## What the exercise asks
Copy the material below verbatim, starting from its first line and ending with the line that contains "0 0 600 199", including both ends.

┌─ Material supplied

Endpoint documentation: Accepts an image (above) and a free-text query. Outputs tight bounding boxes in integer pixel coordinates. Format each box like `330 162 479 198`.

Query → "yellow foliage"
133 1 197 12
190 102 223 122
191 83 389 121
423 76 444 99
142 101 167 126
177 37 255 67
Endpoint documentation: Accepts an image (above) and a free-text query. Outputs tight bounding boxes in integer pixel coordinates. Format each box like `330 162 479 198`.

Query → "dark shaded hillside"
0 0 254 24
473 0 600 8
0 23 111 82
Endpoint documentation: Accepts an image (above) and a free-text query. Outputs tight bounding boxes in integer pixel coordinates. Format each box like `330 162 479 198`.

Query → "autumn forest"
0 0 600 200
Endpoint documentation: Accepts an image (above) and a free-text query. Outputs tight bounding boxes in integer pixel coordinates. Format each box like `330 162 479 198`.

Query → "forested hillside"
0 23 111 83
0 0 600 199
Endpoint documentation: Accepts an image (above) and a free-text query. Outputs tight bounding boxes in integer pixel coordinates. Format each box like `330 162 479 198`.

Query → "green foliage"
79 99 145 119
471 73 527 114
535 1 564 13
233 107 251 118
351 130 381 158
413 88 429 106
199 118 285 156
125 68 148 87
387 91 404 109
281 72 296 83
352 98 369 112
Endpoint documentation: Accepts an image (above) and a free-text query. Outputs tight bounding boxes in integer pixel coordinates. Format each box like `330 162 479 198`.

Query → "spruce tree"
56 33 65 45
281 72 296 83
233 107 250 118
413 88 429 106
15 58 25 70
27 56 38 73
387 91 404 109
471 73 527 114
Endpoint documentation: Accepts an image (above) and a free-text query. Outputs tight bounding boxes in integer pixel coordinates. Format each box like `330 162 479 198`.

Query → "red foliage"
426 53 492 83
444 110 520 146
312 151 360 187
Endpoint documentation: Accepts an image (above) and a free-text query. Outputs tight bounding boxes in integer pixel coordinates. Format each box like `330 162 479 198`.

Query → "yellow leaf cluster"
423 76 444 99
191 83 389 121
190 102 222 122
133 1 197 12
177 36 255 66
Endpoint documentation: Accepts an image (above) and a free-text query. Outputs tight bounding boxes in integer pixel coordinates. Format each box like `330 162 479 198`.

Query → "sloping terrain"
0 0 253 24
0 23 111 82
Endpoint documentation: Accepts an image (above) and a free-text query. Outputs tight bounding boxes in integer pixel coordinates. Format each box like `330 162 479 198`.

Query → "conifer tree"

└─

## Task response
Endpoint documentation: Accepts an image (above) and a free-text query. Outputs tight bounding boxes in integer pixel coordinates. Format each box like `330 162 479 198`.

Query → "yellow foliage"
133 1 197 12
190 102 223 122
191 83 389 121
423 76 444 99
142 101 167 126
177 37 255 67
Endpoint documentation: Accepts an image (above) and a free-text query. Outputs tight bounding boxes in integer pixel coordinates. Format each box like `330 162 479 198`.

Query → "dark shaded hillside"
0 0 254 24
473 0 600 8
0 23 111 82
Endpoint documentation: Accepts an image (above) and a free-text query. Outputs tight bounding boxes in integer pixel coordinates. Format each box like `330 162 479 198`.

Query → "autumn forest"
0 0 600 200
Endpoint documentation: Accepts an image (above) and a free-text query. Outputs tight bounding boxes in integer pixel coordinates. Format each box like `330 162 479 198`.

Query → "forested hillside"
0 23 111 83
0 0 600 199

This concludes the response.